EXERCISE INPUTS |

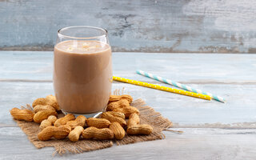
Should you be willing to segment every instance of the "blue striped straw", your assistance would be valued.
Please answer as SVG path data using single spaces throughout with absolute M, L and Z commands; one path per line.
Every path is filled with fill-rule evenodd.
M 138 74 L 141 74 L 141 75 L 144 75 L 145 77 L 150 78 L 152 79 L 155 79 L 155 80 L 158 80 L 158 81 L 160 81 L 160 82 L 162 82 L 174 86 L 176 87 L 184 89 L 184 90 L 188 90 L 188 91 L 194 92 L 194 93 L 197 93 L 197 94 L 202 94 L 209 95 L 213 99 L 215 99 L 216 101 L 222 102 L 226 102 L 226 100 L 222 97 L 219 97 L 219 96 L 217 96 L 217 95 L 214 95 L 214 94 L 212 94 L 210 93 L 208 93 L 208 92 L 202 91 L 201 90 L 198 90 L 198 89 L 191 88 L 190 86 L 181 84 L 179 82 L 174 82 L 174 81 L 170 80 L 170 79 L 166 79 L 166 78 L 163 78 L 162 77 L 159 77 L 159 76 L 157 76 L 157 75 L 154 75 L 154 74 L 150 74 L 150 73 L 144 72 L 142 70 L 136 70 L 136 73 Z

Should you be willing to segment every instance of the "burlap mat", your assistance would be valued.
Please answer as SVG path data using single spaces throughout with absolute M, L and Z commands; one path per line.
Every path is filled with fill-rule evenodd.
M 150 135 L 126 135 L 122 140 L 86 140 L 81 139 L 78 142 L 72 142 L 69 139 L 63 140 L 51 139 L 49 141 L 42 142 L 38 138 L 39 133 L 39 125 L 34 122 L 26 122 L 24 121 L 16 121 L 23 132 L 27 135 L 30 141 L 37 148 L 43 148 L 51 146 L 55 148 L 55 152 L 59 154 L 63 154 L 66 152 L 78 154 L 90 150 L 100 150 L 110 147 L 113 142 L 116 142 L 118 146 L 129 143 L 134 143 L 144 141 L 152 141 L 156 139 L 165 138 L 165 135 L 162 131 L 165 129 L 172 126 L 172 122 L 167 118 L 163 118 L 160 113 L 156 112 L 152 107 L 145 106 L 145 102 L 142 99 L 134 101 L 131 105 L 137 107 L 140 111 L 140 118 L 142 124 L 149 124 L 153 126 L 153 133 Z M 58 114 L 58 117 L 62 117 L 63 114 Z

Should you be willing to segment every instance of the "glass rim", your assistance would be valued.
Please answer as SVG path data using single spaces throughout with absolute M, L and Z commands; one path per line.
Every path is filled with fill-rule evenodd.
M 65 35 L 65 34 L 60 33 L 62 30 L 68 30 L 68 29 L 70 29 L 70 28 L 78 28 L 78 27 L 80 27 L 80 28 L 95 29 L 95 30 L 98 30 L 103 31 L 104 34 L 102 34 L 102 35 L 99 35 L 99 36 L 79 38 L 79 37 L 73 37 L 73 36 Z M 58 30 L 58 35 L 59 37 L 67 38 L 73 38 L 73 39 L 94 39 L 94 38 L 102 38 L 102 37 L 107 37 L 107 30 L 103 29 L 103 28 L 100 28 L 100 27 L 97 27 L 97 26 L 66 26 L 66 27 L 63 27 L 63 28 L 59 29 Z

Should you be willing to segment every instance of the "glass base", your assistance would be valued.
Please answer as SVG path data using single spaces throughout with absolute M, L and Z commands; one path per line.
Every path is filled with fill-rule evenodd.
M 86 118 L 99 118 L 102 115 L 102 112 L 103 112 L 103 110 L 102 110 L 102 111 L 95 112 L 95 113 L 93 113 L 93 114 L 73 114 L 73 113 L 66 112 L 64 110 L 62 110 L 62 111 L 65 115 L 68 114 L 72 114 L 75 117 L 78 117 L 78 115 L 83 115 Z

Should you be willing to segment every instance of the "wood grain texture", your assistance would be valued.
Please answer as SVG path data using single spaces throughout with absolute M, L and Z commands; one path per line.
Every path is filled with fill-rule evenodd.
M 256 53 L 256 2 L 0 1 L 0 50 L 52 50 L 57 30 L 109 31 L 114 51 Z
M 176 129 L 175 129 L 176 130 Z M 255 130 L 186 129 L 164 132 L 166 138 L 54 159 L 246 159 L 255 158 Z M 18 127 L 0 128 L 0 159 L 51 159 L 53 148 L 36 149 Z M 3 145 L 4 144 L 4 145 Z M 14 145 L 15 144 L 15 145 Z
M 8 116 L 12 107 L 54 94 L 52 52 L 2 51 L 0 57 L 0 123 L 13 124 Z M 136 74 L 140 69 L 227 99 L 223 104 L 113 83 L 112 90 L 125 87 L 126 93 L 144 99 L 173 121 L 175 127 L 256 128 L 256 54 L 114 53 L 113 63 L 116 76 L 168 86 Z
M 124 87 L 144 99 L 184 134 L 164 131 L 164 140 L 53 158 L 54 150 L 36 149 L 9 114 L 54 94 L 52 52 L 1 51 L 0 159 L 255 159 L 255 56 L 114 53 L 117 76 L 164 85 L 134 72 L 144 70 L 223 96 L 227 103 L 114 82 L 113 90 Z
M 0 79 L 52 79 L 53 52 L 0 51 Z M 256 84 L 256 54 L 114 53 L 115 76 L 156 82 L 142 70 L 183 83 Z

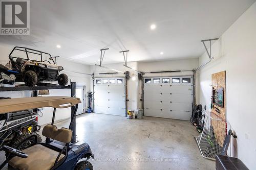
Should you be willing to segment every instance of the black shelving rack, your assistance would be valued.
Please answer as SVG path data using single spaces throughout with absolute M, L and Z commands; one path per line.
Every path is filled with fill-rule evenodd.
M 40 83 L 36 86 L 29 87 L 25 85 L 18 85 L 14 87 L 0 87 L 1 91 L 32 91 L 33 97 L 37 96 L 37 90 L 53 90 L 70 89 L 71 90 L 71 96 L 75 97 L 76 95 L 76 82 L 71 82 L 70 84 L 66 86 L 60 86 L 58 85 L 48 83 Z M 37 108 L 34 108 L 37 110 Z M 73 114 L 75 114 L 74 110 L 75 106 L 71 107 L 71 117 Z M 36 110 L 37 111 L 37 110 Z M 76 142 L 76 119 L 75 118 L 72 125 L 71 129 L 73 131 L 72 143 Z

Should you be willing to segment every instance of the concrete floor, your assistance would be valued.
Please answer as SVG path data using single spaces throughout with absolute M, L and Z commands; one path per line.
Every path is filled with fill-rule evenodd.
M 78 143 L 90 144 L 94 169 L 215 168 L 215 162 L 201 156 L 194 139 L 199 134 L 188 122 L 150 117 L 129 120 L 94 113 L 78 116 L 76 120 Z

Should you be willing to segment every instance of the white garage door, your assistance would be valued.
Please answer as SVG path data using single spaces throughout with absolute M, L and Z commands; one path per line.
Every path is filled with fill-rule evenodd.
M 144 79 L 145 116 L 189 120 L 191 114 L 190 77 Z
M 94 112 L 124 116 L 125 98 L 123 78 L 96 78 Z

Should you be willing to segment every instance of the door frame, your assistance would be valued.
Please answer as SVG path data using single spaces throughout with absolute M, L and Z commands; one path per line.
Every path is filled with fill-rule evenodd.
M 86 113 L 86 87 L 85 85 L 77 85 L 76 87 L 76 89 L 81 88 L 82 89 L 82 96 L 83 99 L 80 99 L 81 102 L 82 103 L 82 106 L 83 107 L 82 110 L 83 113 L 79 113 L 76 114 L 76 115 L 80 115 L 83 113 Z

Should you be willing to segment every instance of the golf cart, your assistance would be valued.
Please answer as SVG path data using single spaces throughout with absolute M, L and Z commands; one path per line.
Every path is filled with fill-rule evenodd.
M 26 47 L 15 46 L 9 55 L 9 68 L 18 72 L 16 81 L 24 81 L 28 86 L 34 86 L 38 81 L 57 81 L 61 86 L 69 81 L 67 75 L 59 72 L 63 67 L 57 65 L 51 55 Z
M 42 130 L 46 137 L 45 142 L 35 144 L 22 152 L 3 145 L 0 151 L 9 154 L 6 160 L 0 165 L 0 169 L 8 163 L 9 170 L 32 169 L 74 169 L 93 170 L 92 164 L 88 160 L 94 158 L 88 144 L 76 145 L 71 143 L 71 130 L 75 119 L 78 98 L 62 96 L 44 96 L 4 99 L 0 102 L 0 114 L 20 110 L 51 107 L 54 108 L 52 123 Z M 57 129 L 54 124 L 56 108 L 75 107 L 72 111 L 69 128 Z

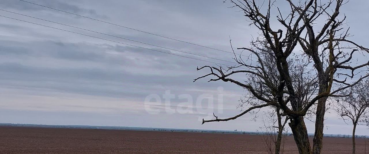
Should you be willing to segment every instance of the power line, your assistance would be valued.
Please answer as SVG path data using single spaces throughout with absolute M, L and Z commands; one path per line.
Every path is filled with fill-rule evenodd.
M 13 13 L 12 12 L 10 12 L 10 11 L 5 11 L 5 10 L 1 9 L 0 9 L 0 10 L 3 10 L 3 11 L 6 11 L 9 12 L 12 12 L 12 13 Z M 20 15 L 22 15 L 21 14 L 18 14 L 18 13 L 16 13 L 16 14 L 20 14 Z M 26 16 L 26 15 L 24 15 L 24 16 Z M 115 42 L 115 43 L 120 43 L 120 44 L 123 44 L 126 45 L 127 45 L 131 46 L 132 46 L 132 47 L 137 47 L 137 48 L 141 48 L 146 49 L 148 49 L 148 50 L 151 50 L 151 51 L 156 51 L 156 52 L 161 52 L 161 53 L 167 54 L 170 54 L 170 55 L 176 55 L 176 56 L 179 56 L 179 57 L 184 57 L 184 58 L 187 58 L 191 59 L 194 59 L 194 60 L 199 60 L 199 61 L 204 61 L 204 62 L 210 62 L 210 63 L 211 63 L 215 64 L 216 64 L 224 65 L 225 65 L 225 66 L 230 66 L 230 67 L 232 67 L 232 66 L 232 66 L 229 65 L 228 65 L 224 64 L 221 64 L 221 63 L 217 63 L 217 62 L 212 62 L 212 61 L 206 61 L 206 60 L 205 60 L 200 59 L 197 59 L 197 58 L 193 58 L 188 57 L 187 57 L 187 56 L 182 56 L 182 55 L 177 55 L 177 54 L 172 54 L 172 53 L 171 53 L 166 52 L 165 52 L 162 51 L 160 51 L 157 50 L 155 50 L 155 49 L 150 49 L 150 48 L 145 48 L 145 47 L 140 47 L 140 46 L 138 46 L 135 45 L 131 45 L 131 44 L 126 44 L 126 43 L 123 43 L 123 42 L 117 42 L 117 41 L 116 41 L 111 40 L 110 40 L 106 39 L 105 39 L 105 38 L 100 38 L 100 37 L 95 37 L 95 36 L 91 36 L 91 35 L 87 35 L 87 34 L 83 34 L 77 32 L 73 32 L 73 31 L 68 31 L 68 30 L 63 30 L 63 29 L 62 29 L 58 28 L 55 28 L 55 27 L 51 27 L 51 26 L 47 26 L 47 25 L 42 25 L 42 24 L 37 24 L 37 23 L 32 23 L 32 22 L 31 22 L 27 21 L 24 21 L 24 20 L 20 20 L 20 19 L 16 19 L 16 18 L 13 18 L 10 17 L 6 17 L 6 16 L 5 16 L 0 15 L 0 17 L 5 17 L 5 18 L 10 18 L 10 19 L 13 19 L 13 20 L 18 20 L 18 21 L 23 21 L 23 22 L 26 22 L 26 23 L 31 23 L 31 24 L 35 24 L 35 25 L 41 25 L 41 26 L 44 26 L 44 27 L 46 27 L 50 28 L 53 28 L 53 29 L 55 29 L 60 30 L 62 30 L 62 31 L 66 31 L 66 32 L 72 32 L 72 33 L 75 33 L 75 34 L 79 34 L 79 35 L 85 35 L 85 36 L 87 36 L 87 37 L 93 37 L 93 38 L 98 38 L 98 39 L 99 39 L 104 40 L 106 40 L 106 41 L 111 41 L 111 42 Z M 31 16 L 28 16 L 28 17 L 31 17 Z M 35 18 L 35 17 L 33 17 L 33 18 L 36 18 L 39 19 L 40 19 L 40 20 L 43 20 L 47 21 L 47 20 L 44 20 L 42 19 L 39 19 L 39 18 Z M 50 22 L 53 22 L 53 23 L 55 23 L 55 22 L 54 22 L 51 21 L 50 21 Z M 64 24 L 62 24 L 62 25 L 64 25 Z M 70 26 L 70 27 L 74 27 L 72 26 Z M 83 28 L 79 28 L 76 27 L 75 27 L 75 28 L 78 28 L 81 29 L 83 29 Z M 88 30 L 88 31 L 89 31 L 89 30 Z M 95 32 L 99 33 L 99 32 Z M 103 34 L 103 33 L 101 33 L 101 34 Z M 106 35 L 109 35 L 108 34 L 106 34 Z M 122 38 L 124 39 L 124 38 Z M 128 40 L 128 39 L 127 39 L 127 40 Z M 189 53 L 189 54 L 191 54 L 191 53 Z M 205 57 L 205 56 L 201 56 L 201 55 L 200 55 L 200 56 Z M 211 58 L 211 57 L 208 57 L 208 58 Z M 242 68 L 242 67 L 239 67 L 239 68 L 242 68 L 242 69 L 246 69 L 246 68 Z M 313 69 L 310 69 L 310 70 L 313 70 Z M 357 77 L 353 77 L 353 78 L 357 78 L 357 79 L 359 78 L 358 78 Z
M 37 24 L 37 23 L 32 23 L 32 22 L 30 22 L 30 21 L 26 21 L 23 20 L 21 20 L 20 19 L 16 19 L 16 18 L 13 18 L 10 17 L 8 17 L 0 15 L 0 17 L 5 17 L 5 18 L 10 18 L 10 19 L 13 19 L 13 20 L 18 20 L 18 21 L 21 21 L 25 22 L 26 22 L 26 23 L 30 23 L 30 24 L 35 24 L 35 25 L 41 25 L 41 26 L 44 26 L 44 27 L 49 27 L 49 28 L 53 28 L 53 29 L 55 29 L 60 30 L 62 30 L 62 31 L 66 31 L 66 32 L 72 32 L 72 33 L 75 33 L 75 34 L 79 34 L 79 35 L 83 35 L 88 36 L 88 37 L 93 37 L 93 38 L 98 38 L 98 39 L 99 39 L 103 40 L 106 40 L 106 41 L 111 41 L 111 42 L 115 42 L 115 43 L 120 43 L 120 44 L 124 44 L 124 45 L 130 45 L 130 46 L 132 46 L 132 47 L 137 47 L 137 48 L 142 48 L 142 49 L 148 49 L 148 50 L 151 50 L 151 51 L 154 51 L 158 52 L 161 52 L 161 53 L 163 53 L 169 54 L 170 54 L 170 55 L 176 55 L 176 56 L 179 56 L 179 57 L 182 57 L 186 58 L 190 58 L 190 59 L 193 59 L 197 60 L 202 61 L 206 62 L 210 62 L 210 63 L 214 63 L 214 64 L 216 64 L 223 65 L 227 66 L 230 66 L 230 67 L 232 67 L 232 66 L 229 65 L 228 65 L 224 64 L 221 64 L 221 63 L 217 63 L 217 62 L 212 62 L 212 61 L 206 61 L 206 60 L 205 60 L 200 59 L 197 59 L 197 58 L 194 58 L 188 57 L 187 57 L 187 56 L 183 56 L 183 55 L 177 55 L 177 54 L 172 54 L 172 53 L 168 53 L 168 52 L 164 52 L 164 51 L 159 51 L 159 50 L 155 50 L 155 49 L 150 49 L 150 48 L 145 48 L 145 47 L 140 47 L 140 46 L 137 46 L 137 45 L 131 45 L 131 44 L 127 44 L 127 43 L 123 43 L 123 42 L 120 42 L 116 41 L 113 41 L 113 40 L 109 40 L 109 39 L 105 39 L 105 38 L 100 38 L 100 37 L 95 37 L 95 36 L 91 36 L 91 35 L 87 35 L 87 34 L 82 34 L 82 33 L 80 33 L 77 32 L 74 32 L 74 31 L 69 31 L 69 30 L 63 30 L 63 29 L 62 29 L 58 28 L 57 28 L 53 27 L 51 27 L 51 26 L 47 26 L 47 25 L 42 25 L 42 24 Z
M 123 28 L 127 28 L 127 29 L 130 29 L 130 30 L 134 30 L 134 31 L 139 31 L 139 32 L 144 32 L 144 33 L 145 33 L 148 34 L 149 34 L 152 35 L 154 35 L 156 36 L 158 36 L 158 37 L 163 37 L 163 38 L 167 38 L 167 39 L 170 39 L 170 40 L 175 40 L 175 41 L 179 41 L 179 42 L 184 42 L 184 43 L 187 43 L 187 44 L 192 44 L 193 45 L 197 45 L 197 46 L 199 46 L 199 47 L 204 47 L 204 48 L 208 48 L 208 49 L 214 49 L 214 50 L 217 50 L 217 51 L 222 51 L 222 52 L 227 52 L 227 53 L 230 53 L 230 54 L 235 54 L 236 55 L 239 55 L 240 56 L 241 56 L 242 55 L 242 56 L 246 56 L 245 55 L 242 55 L 240 54 L 235 54 L 235 53 L 234 53 L 233 52 L 229 52 L 229 51 L 225 51 L 225 50 L 221 50 L 221 49 L 216 49 L 216 48 L 211 48 L 211 47 L 207 47 L 207 46 L 204 46 L 204 45 L 199 45 L 199 44 L 195 44 L 195 43 L 191 43 L 191 42 L 186 42 L 186 41 L 182 41 L 182 40 L 179 40 L 176 39 L 175 39 L 175 38 L 172 38 L 169 37 L 166 37 L 166 36 L 163 36 L 163 35 L 159 35 L 159 34 L 154 34 L 154 33 L 151 33 L 151 32 L 148 32 L 147 31 L 142 31 L 142 30 L 137 30 L 137 29 L 135 29 L 135 28 L 130 28 L 130 27 L 126 27 L 126 26 L 123 26 L 123 25 L 118 25 L 117 24 L 114 24 L 114 23 L 110 23 L 110 22 L 109 22 L 106 21 L 103 21 L 103 20 L 99 20 L 99 19 L 96 19 L 96 18 L 91 18 L 91 17 L 86 17 L 86 16 L 82 16 L 82 15 L 81 15 L 76 14 L 75 14 L 75 13 L 71 13 L 71 12 L 68 12 L 68 11 L 63 11 L 63 10 L 59 10 L 59 9 L 56 9 L 56 8 L 53 8 L 52 7 L 48 7 L 48 6 L 45 6 L 42 5 L 41 5 L 41 4 L 36 4 L 36 3 L 32 3 L 32 2 L 31 2 L 27 1 L 25 1 L 25 0 L 20 0 L 21 1 L 23 1 L 23 2 L 24 2 L 32 4 L 34 4 L 34 5 L 37 5 L 37 6 L 38 6 L 42 7 L 46 7 L 46 8 L 50 8 L 50 9 L 53 9 L 53 10 L 57 10 L 57 11 L 60 11 L 63 12 L 67 13 L 69 13 L 69 14 L 73 14 L 73 15 L 75 15 L 75 16 L 79 16 L 79 17 L 83 17 L 86 18 L 89 18 L 89 19 L 92 19 L 92 20 L 95 20 L 95 21 L 100 21 L 100 22 L 103 22 L 103 23 L 107 23 L 107 24 L 111 24 L 111 25 L 116 25 L 116 26 L 119 26 L 119 27 L 123 27 Z
M 159 47 L 159 48 L 163 48 L 166 49 L 169 49 L 169 50 L 173 50 L 173 51 L 176 51 L 180 52 L 183 52 L 183 53 L 186 53 L 186 54 L 191 54 L 191 55 L 196 55 L 196 56 L 200 56 L 200 57 L 203 57 L 207 58 L 210 58 L 210 59 L 213 59 L 223 61 L 227 62 L 230 62 L 230 63 L 232 63 L 235 64 L 239 64 L 238 63 L 236 63 L 236 62 L 232 62 L 232 61 L 226 61 L 226 60 L 225 60 L 221 59 L 220 59 L 215 58 L 214 58 L 210 57 L 207 57 L 207 56 L 203 56 L 203 55 L 199 55 L 199 54 L 193 54 L 193 53 L 190 53 L 190 52 L 185 52 L 185 51 L 180 51 L 180 50 L 176 50 L 175 49 L 171 49 L 171 48 L 166 48 L 166 47 L 161 47 L 161 46 L 159 46 L 159 45 L 154 45 L 154 44 L 148 44 L 148 43 L 145 43 L 145 42 L 140 42 L 140 41 L 135 41 L 135 40 L 131 40 L 131 39 L 128 39 L 128 38 L 123 38 L 123 37 L 118 37 L 118 36 L 115 36 L 115 35 L 110 35 L 110 34 L 106 34 L 106 33 L 102 33 L 102 32 L 97 32 L 97 31 L 94 31 L 91 30 L 87 30 L 87 29 L 86 29 L 83 28 L 79 28 L 79 27 L 75 27 L 75 26 L 72 26 L 72 25 L 67 25 L 67 24 L 62 24 L 62 23 L 58 23 L 58 22 L 56 22 L 52 21 L 50 21 L 50 20 L 45 20 L 45 19 L 41 19 L 41 18 L 37 18 L 37 17 L 32 17 L 32 16 L 27 16 L 27 15 L 25 15 L 25 14 L 21 14 L 21 13 L 17 13 L 14 12 L 12 12 L 11 11 L 7 11 L 7 10 L 6 10 L 1 9 L 0 9 L 0 10 L 1 10 L 1 11 L 6 11 L 6 12 L 10 12 L 10 13 L 14 13 L 14 14 L 18 14 L 18 15 L 21 15 L 21 16 L 26 16 L 26 17 L 31 17 L 31 18 L 35 18 L 35 19 L 38 19 L 38 20 L 41 20 L 46 21 L 48 21 L 48 22 L 51 22 L 51 23 L 55 23 L 55 24 L 60 24 L 60 25 L 65 25 L 65 26 L 68 26 L 68 27 L 73 27 L 73 28 L 78 28 L 78 29 L 81 29 L 81 30 L 86 30 L 86 31 L 90 31 L 90 32 L 94 32 L 96 33 L 98 33 L 98 34 L 103 34 L 103 35 L 106 35 L 110 36 L 111 36 L 111 37 L 116 37 L 116 38 L 121 38 L 121 39 L 122 39 L 127 40 L 129 40 L 129 41 L 133 41 L 133 42 L 138 42 L 138 43 L 142 43 L 142 44 L 146 44 L 146 45 L 152 45 L 152 46 L 155 46 L 155 47 Z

THE PROBLEM |
Please express the data starting with the line containing "Should you be willing to segment every instance of the white" and going on through the line containing "M 86 113 L 86", both included, as a JSON list of strings with one string per line and blank lines left out.

CORRECT RESPONSE |
[
  "Should you be willing to segment every instance of the white garage door, your assistance would be valued.",
  "Please answer as SVG path data using single spaces throughout with absolute M, L and Z commands; one path per line.",
  "Every path is filled with fill-rule evenodd.",
  "M 144 79 L 145 116 L 189 120 L 191 114 L 190 77 Z",
  "M 94 112 L 124 116 L 125 98 L 123 78 L 96 78 Z",
  "Should you be willing to segment every instance of the door frame, your assistance would be valued.",
  "Please answer as SVG path data using single spaces throughout with absolute M, L and Z commands; one path per line.",
  "Every path is filled with fill-rule evenodd.",
  "M 86 113 L 86 87 L 85 85 L 77 85 L 76 87 L 76 89 L 81 88 L 82 89 L 82 96 L 83 99 L 80 99 L 81 102 L 82 103 L 82 106 L 83 107 L 82 110 L 83 113 L 79 113 L 76 114 L 76 115 L 80 115 L 83 113 Z"
]